Texto proporcionado:
════
Demolidos los muros que la separaban de las concesiones internacionales, la Ciudad Vieja de Shanghái va perdiendo poco a poco su espíritu diferente, mientras avanza la construcción de multitud de  torres faraónicas que son bloques de viviendas para los campesinos venidos de los bancales de arroz en el interior del país y sus miserables condiciones de vida. Sin duda, han preferido incorporarse a las obras de las empresas constructoras y a las cadenas de montaje de fábricas de productos de alta tecnología, en las que trabajan como negros… y les pagan un sueldo fijo mensual  que les compensa de todo lo anterior.      

    Como cualquier “megápolis” con problemas de suelo urbanizable, Shanghái también ha establecidas normas muy rigurosas para la construcción de edificios de viviendas. Al revés que en la Europa partidaria de los chalés adosados –pero, eso sí, hechos de “palitos y cantitos”- en esta ciudad está terminantemente prohibido construir torres de menos de cuarenta plantas. La escasez de suelo urbanizable, ya se sabe, condiciona mucho las licencias de construcción. En un sentido y en otro. Pero, como dicen algunos, los chinos no son de este mundo.
    El Templo del Dios de la Ciudad es un recinto taoísta, principal ejemplar de arquitectura tradicional china y otro de los más recomendados es el famoso Templo del Buda de Jade, un pequeño templo construido hacia 1880 para albergar una serie de estatuas procedentes de  Birmania y, sobre todo, la del Buda de Jade, en postura sedente y protegido por una caja fuerte de cristal a prueba de bombas.
════
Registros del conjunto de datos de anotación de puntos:
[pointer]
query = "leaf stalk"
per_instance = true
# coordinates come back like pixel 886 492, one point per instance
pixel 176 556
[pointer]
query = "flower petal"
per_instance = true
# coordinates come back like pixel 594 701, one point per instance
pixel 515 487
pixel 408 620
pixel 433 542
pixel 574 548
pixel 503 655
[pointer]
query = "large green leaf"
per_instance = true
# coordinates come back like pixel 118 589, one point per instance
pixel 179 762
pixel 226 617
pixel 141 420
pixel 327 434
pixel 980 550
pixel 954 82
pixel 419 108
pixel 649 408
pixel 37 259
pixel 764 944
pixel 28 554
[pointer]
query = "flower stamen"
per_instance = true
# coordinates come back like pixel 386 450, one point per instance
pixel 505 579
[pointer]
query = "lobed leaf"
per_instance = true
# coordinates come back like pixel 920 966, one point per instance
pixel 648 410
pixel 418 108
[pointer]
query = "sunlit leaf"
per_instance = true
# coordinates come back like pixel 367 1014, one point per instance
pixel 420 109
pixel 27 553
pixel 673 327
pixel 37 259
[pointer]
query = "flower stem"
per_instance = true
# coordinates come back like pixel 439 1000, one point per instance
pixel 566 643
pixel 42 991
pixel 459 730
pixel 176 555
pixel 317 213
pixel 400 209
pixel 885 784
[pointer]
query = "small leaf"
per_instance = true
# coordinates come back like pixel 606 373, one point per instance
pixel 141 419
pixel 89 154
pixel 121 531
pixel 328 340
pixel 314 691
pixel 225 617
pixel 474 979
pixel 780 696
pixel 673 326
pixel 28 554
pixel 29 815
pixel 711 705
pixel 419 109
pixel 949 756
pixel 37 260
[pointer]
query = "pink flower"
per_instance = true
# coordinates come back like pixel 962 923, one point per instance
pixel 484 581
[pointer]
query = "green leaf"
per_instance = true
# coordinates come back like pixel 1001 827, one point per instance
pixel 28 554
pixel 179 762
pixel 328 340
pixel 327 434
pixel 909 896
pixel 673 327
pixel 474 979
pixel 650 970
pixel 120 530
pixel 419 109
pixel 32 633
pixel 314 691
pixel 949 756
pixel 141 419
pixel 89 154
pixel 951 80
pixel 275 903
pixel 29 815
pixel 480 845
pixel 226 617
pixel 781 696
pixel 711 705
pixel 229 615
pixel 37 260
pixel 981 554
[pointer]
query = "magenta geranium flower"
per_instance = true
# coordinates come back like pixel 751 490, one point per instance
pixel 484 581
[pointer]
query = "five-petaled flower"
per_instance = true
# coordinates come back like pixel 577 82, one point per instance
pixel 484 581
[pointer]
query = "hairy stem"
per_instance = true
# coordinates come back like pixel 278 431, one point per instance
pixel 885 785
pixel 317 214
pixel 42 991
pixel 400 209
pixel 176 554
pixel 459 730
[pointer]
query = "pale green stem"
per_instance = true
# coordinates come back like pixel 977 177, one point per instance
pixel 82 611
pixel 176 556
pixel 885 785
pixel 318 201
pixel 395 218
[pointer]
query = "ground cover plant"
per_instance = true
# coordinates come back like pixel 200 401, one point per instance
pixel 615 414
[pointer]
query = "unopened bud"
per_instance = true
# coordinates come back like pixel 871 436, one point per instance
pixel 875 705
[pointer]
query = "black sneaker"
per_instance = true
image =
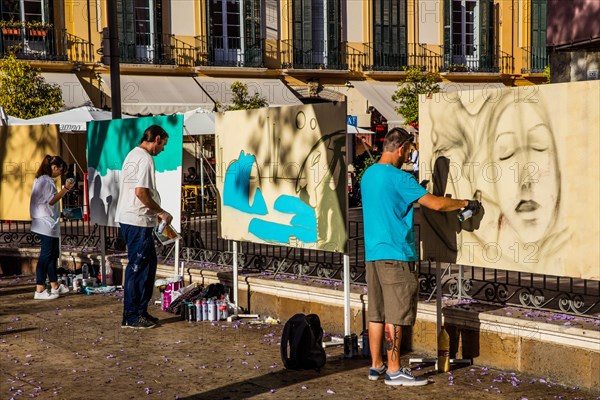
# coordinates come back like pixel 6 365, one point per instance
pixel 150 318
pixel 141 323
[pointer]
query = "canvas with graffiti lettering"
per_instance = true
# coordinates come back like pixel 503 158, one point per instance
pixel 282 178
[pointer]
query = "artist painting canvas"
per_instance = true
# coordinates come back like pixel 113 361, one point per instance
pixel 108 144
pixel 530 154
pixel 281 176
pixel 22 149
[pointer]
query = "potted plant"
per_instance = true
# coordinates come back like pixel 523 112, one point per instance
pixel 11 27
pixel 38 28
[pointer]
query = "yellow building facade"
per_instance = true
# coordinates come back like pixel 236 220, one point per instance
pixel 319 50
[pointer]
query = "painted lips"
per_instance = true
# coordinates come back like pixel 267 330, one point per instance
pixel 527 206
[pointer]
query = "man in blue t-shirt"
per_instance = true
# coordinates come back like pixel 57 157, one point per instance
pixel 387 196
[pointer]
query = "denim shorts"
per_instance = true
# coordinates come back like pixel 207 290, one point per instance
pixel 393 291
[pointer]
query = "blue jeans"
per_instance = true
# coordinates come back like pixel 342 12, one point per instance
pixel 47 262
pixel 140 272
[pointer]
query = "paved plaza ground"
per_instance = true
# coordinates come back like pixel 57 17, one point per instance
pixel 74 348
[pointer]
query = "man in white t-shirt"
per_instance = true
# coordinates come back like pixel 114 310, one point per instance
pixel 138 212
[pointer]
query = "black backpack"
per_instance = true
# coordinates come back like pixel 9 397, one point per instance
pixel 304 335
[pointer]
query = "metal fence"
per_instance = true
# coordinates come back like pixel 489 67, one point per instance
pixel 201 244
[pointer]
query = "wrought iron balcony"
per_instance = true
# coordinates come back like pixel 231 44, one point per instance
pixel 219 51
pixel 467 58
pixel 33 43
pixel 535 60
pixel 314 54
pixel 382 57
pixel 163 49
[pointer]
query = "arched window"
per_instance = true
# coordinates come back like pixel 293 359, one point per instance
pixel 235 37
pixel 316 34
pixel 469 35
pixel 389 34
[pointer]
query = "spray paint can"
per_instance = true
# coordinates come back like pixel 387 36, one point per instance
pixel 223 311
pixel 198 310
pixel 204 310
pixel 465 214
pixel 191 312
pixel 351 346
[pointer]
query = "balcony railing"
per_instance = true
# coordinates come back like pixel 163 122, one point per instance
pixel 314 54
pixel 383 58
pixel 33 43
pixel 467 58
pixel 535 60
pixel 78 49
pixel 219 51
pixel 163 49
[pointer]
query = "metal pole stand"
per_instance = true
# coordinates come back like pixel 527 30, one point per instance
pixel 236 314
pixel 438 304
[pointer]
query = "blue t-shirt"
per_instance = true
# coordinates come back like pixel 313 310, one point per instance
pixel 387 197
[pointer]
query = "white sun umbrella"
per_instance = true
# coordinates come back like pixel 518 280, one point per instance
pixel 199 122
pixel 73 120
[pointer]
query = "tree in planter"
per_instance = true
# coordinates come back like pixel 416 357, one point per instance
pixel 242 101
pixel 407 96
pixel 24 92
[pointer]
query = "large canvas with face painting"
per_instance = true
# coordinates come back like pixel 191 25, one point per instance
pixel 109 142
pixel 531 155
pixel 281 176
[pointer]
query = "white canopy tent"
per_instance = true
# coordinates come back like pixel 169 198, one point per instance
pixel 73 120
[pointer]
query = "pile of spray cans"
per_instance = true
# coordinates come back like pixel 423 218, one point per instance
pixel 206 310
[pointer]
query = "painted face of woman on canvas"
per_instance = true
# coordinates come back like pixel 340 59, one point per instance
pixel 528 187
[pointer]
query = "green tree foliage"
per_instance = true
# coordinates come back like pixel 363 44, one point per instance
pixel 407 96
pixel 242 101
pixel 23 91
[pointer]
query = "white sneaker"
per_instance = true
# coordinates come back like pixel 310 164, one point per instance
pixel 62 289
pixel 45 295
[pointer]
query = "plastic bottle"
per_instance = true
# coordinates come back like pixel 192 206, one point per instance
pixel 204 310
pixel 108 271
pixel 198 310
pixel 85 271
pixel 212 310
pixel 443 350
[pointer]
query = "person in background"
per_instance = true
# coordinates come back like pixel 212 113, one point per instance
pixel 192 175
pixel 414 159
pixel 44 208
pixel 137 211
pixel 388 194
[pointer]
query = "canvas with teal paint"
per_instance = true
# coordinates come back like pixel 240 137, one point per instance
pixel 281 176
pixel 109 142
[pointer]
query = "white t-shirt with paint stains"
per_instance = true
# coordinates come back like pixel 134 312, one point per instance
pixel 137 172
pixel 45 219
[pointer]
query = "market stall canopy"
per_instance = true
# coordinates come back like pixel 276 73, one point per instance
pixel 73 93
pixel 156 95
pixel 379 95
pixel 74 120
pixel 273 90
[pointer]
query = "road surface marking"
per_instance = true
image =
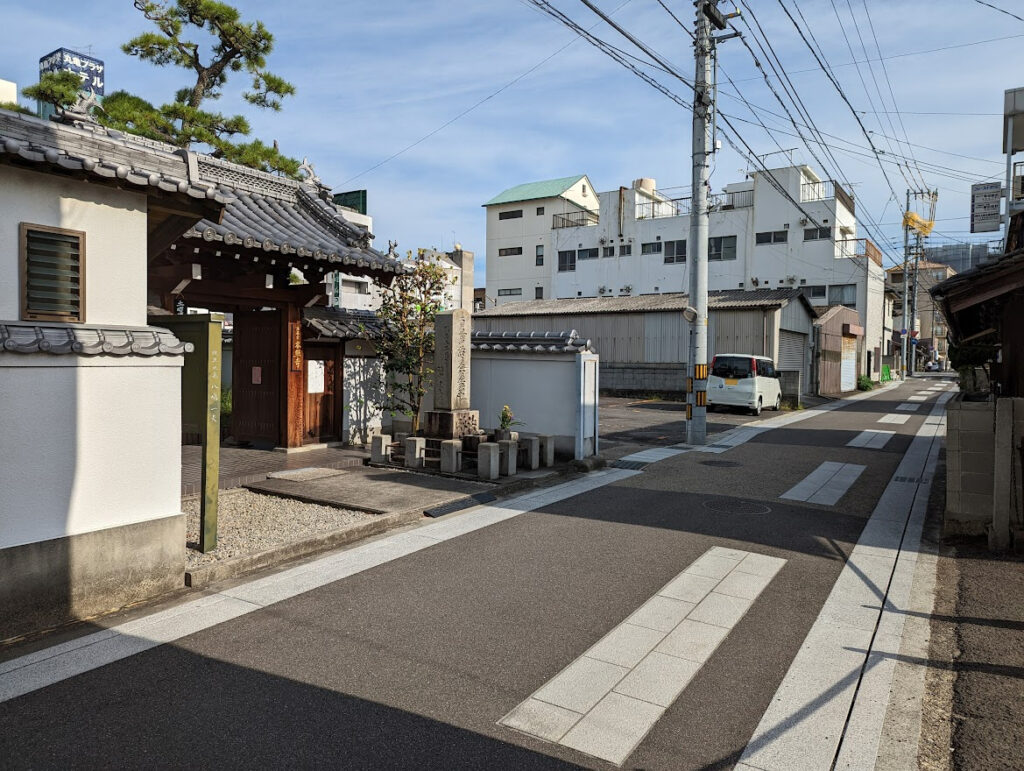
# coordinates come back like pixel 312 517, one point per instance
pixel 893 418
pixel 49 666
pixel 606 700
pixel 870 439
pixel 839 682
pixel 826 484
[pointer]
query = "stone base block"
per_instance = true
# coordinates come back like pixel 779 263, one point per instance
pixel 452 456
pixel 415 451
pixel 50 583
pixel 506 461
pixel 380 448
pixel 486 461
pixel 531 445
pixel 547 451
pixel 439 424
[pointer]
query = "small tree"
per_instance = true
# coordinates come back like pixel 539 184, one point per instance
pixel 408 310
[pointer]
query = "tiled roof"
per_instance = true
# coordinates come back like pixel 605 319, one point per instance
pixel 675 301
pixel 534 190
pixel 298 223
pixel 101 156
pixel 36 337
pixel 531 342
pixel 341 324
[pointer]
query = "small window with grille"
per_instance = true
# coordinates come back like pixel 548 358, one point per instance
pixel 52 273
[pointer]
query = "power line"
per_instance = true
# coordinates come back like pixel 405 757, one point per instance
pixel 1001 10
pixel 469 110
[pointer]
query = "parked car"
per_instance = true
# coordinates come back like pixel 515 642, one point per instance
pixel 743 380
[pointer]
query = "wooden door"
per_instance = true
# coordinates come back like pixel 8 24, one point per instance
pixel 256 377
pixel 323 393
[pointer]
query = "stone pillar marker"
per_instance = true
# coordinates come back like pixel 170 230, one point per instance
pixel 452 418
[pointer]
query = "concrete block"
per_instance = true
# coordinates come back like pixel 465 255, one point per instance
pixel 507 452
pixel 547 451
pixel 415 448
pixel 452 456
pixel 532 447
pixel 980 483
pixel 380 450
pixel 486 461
════
Detalles del ejercicio: Prolonga el texto sobre Shanghái a partir de su última oración.

Resultado de la tarea:
    Shanghái es un excelente lugar para disfrutar de toda la variedad que posee la comida china. Allí se pueden encontrar gastronomías de todos los rincones del país, aunque la cantonesa sea la más popular y muchos restaurantes de ese estilo apunten directamente al paladar de los turistas occidentales. Sin embargo, es recomendable no dejar pasar la comida propiamente local de Shanghái, basada en la gastronomía de la región baja del Yangtsé, donde el flujo de inmigrantes de otras regiones chinas le ha dado una característica fusión de sabores y ha creado una cocina más agridulce –también más grasienta-- en comparación con otros platos del resto del país. Los pescados y mariscos forman parte de la gastronomía autóctona pero hay que procurar comerlos frescos. Nunca se deben consumir mariscos salteados o fritos en lugares que no tengan probada garantía porque pueden ser restos de compras de hace semanas.
                   
    De noche, Shanghái tiene una vida nocturna “agitada” pero pacífica. Especialmente, en la zona de la Concesión Francesa, alrededor de la Avenida Hengshan.  Salvo que uno sea amante del riesgo y amigo de caminar por el borde de la legalidad, conviene rechazar las ofertas callejeras de  “masajes” o “servicios especiales”;  la prostitución no está permitida en China y supongo que por eso abunda lo mismo que en lugares donde es legal. Claro que China no es España en materia de incumplimiento de las leyes vigentes.   El mayor peligro seguramente es el tráfico. Como en toda la China urbana, el peatón es la última prioridad para los millones de motoristas y automovilistas que recorren las calles.
    Lo cierto es que no tuvimos mucha suerte con el guía local que la agencia de viajes Katai nos asignó en Shanghái. Era un veinteañero ambicioso, muchísimo más interesado en hacer márketing de sí mismo que en dar a conocer a los extranjeros la historia y el arte de su ciudad.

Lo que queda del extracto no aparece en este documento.